# [Supplied data]
---

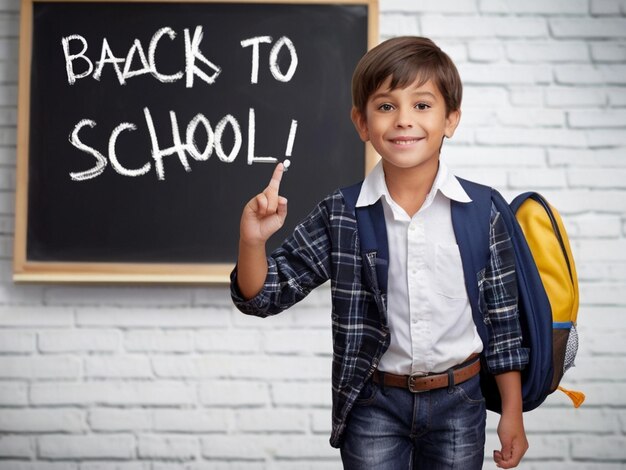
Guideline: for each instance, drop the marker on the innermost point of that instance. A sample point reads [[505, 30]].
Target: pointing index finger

---

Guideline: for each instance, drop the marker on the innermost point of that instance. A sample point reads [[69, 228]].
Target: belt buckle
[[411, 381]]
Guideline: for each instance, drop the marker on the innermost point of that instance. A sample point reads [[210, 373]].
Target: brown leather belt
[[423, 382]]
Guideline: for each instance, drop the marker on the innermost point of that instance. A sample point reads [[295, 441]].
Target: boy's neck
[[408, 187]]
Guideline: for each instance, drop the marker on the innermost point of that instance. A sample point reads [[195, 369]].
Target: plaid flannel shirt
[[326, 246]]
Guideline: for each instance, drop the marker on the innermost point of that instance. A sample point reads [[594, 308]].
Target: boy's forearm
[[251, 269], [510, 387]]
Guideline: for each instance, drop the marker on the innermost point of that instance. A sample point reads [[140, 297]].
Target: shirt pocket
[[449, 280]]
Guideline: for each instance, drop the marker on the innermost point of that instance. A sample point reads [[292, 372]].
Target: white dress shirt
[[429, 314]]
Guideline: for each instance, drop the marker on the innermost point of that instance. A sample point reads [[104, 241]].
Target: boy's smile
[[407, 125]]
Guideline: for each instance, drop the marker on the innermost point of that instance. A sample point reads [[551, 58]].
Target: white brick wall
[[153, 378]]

---

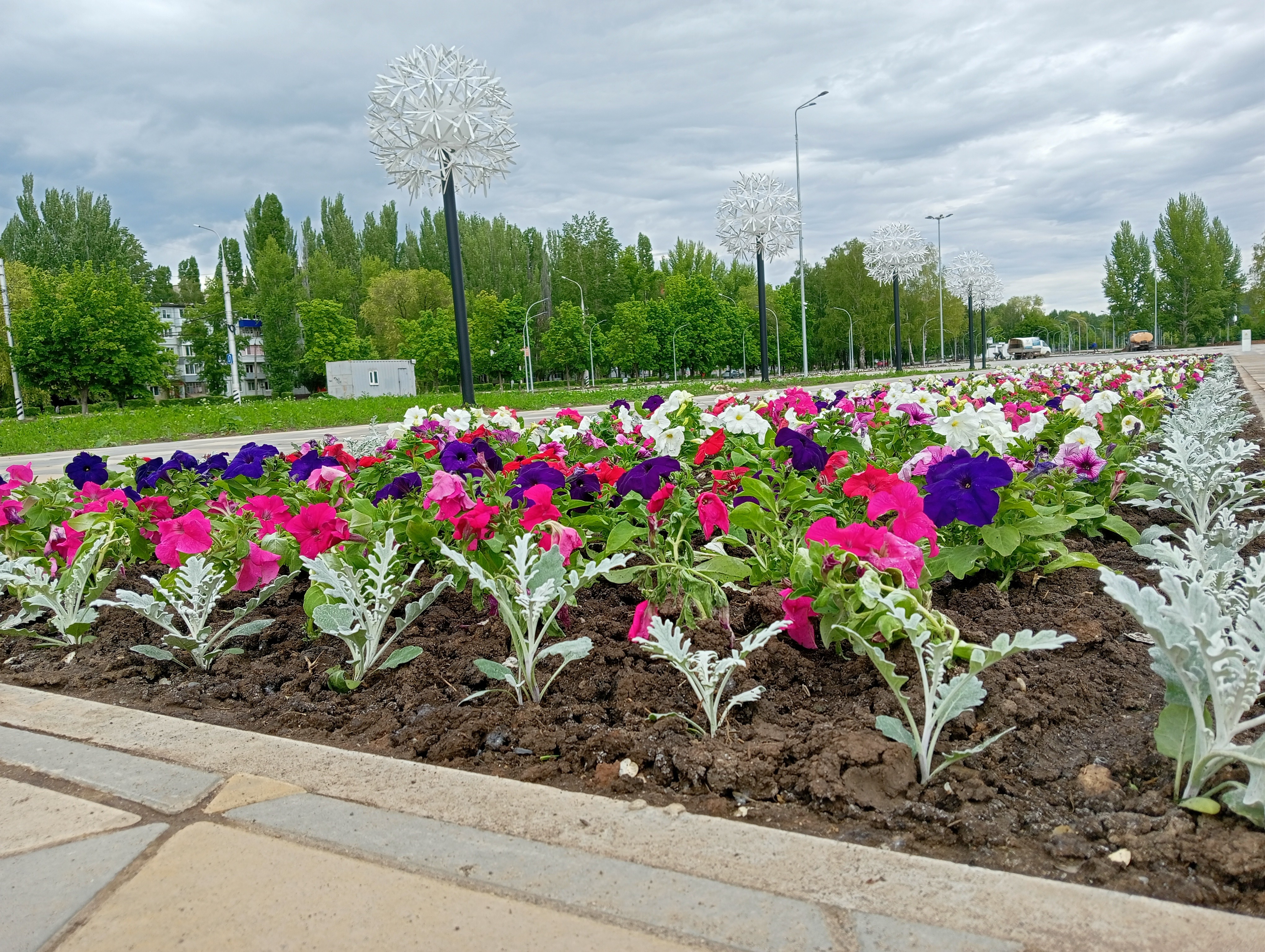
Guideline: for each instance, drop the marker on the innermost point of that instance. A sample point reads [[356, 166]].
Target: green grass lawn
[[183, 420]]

---

# [Task instructions]
Update the rows from the line with "reads [[551, 58]]." up to and including the line with "[[153, 378]]", replacing "brick" with "stone" and leaving everything else unchanged. Return only those lines.

# [Worked solution]
Guideline: for each instance, drop the marker on the innermost point of that instance. A sample point reads [[551, 58]].
Target: white stone wall
[[153, 378]]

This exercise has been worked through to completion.